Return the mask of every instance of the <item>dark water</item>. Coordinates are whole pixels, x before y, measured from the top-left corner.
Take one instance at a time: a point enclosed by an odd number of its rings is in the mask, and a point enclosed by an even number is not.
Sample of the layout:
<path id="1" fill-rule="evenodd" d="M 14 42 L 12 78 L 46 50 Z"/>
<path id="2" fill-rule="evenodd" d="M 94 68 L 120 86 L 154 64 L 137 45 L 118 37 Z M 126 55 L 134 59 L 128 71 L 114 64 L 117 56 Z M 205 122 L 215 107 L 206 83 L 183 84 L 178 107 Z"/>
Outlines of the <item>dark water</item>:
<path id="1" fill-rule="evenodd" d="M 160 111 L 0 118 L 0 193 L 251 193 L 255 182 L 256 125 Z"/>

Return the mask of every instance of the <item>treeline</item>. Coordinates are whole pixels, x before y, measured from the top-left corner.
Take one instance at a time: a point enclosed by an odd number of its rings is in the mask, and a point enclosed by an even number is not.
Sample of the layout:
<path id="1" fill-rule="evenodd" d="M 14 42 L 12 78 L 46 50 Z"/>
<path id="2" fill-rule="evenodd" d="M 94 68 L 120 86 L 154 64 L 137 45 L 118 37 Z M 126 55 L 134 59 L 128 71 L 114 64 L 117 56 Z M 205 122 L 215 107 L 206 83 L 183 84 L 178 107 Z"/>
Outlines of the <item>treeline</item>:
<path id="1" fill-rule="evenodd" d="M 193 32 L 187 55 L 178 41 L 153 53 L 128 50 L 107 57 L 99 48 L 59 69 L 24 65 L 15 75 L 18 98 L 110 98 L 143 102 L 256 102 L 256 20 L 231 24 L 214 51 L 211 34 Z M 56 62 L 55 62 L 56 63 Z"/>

--

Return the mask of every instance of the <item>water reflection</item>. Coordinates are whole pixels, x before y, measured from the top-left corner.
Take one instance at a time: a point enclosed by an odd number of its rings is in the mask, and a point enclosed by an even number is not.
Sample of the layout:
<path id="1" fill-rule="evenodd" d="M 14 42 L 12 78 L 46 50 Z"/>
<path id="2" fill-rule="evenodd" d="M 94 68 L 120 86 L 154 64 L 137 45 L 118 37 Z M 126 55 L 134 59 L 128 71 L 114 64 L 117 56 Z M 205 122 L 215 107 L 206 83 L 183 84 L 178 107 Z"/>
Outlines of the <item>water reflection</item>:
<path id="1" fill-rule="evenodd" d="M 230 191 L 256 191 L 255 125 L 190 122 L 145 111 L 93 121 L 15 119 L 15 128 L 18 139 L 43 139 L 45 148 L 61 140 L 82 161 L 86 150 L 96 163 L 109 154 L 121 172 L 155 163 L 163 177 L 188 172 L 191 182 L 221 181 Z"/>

■ PROBLEM DESCRIPTION ■
Would you echo back, word for word, every line starting with the one that contains "Return the mask of every instance of the <item>dark" and going on through the one that contains "160 111 L 0", with both of those lines included?

■ COMPLETED TASK ■
Return the mask of every instance of the <item>dark water</item>. Coordinates are whole pixels, x before y, measured from the top-left corner.
Take one instance at a time: a point enclosed by an odd number of its rings is in the mask, and a point enclosed by an even number is not.
Sample of the layout:
<path id="1" fill-rule="evenodd" d="M 14 42 L 12 78 L 46 50 Z"/>
<path id="2" fill-rule="evenodd" d="M 94 68 L 120 86 L 154 64 L 137 45 L 118 37 Z M 126 55 L 134 59 L 128 71 L 114 64 L 117 56 Z M 205 122 L 215 107 L 206 83 L 183 84 L 178 107 Z"/>
Outlines of the <item>dark water</item>:
<path id="1" fill-rule="evenodd" d="M 160 111 L 0 118 L 0 193 L 251 193 L 255 182 L 256 125 Z"/>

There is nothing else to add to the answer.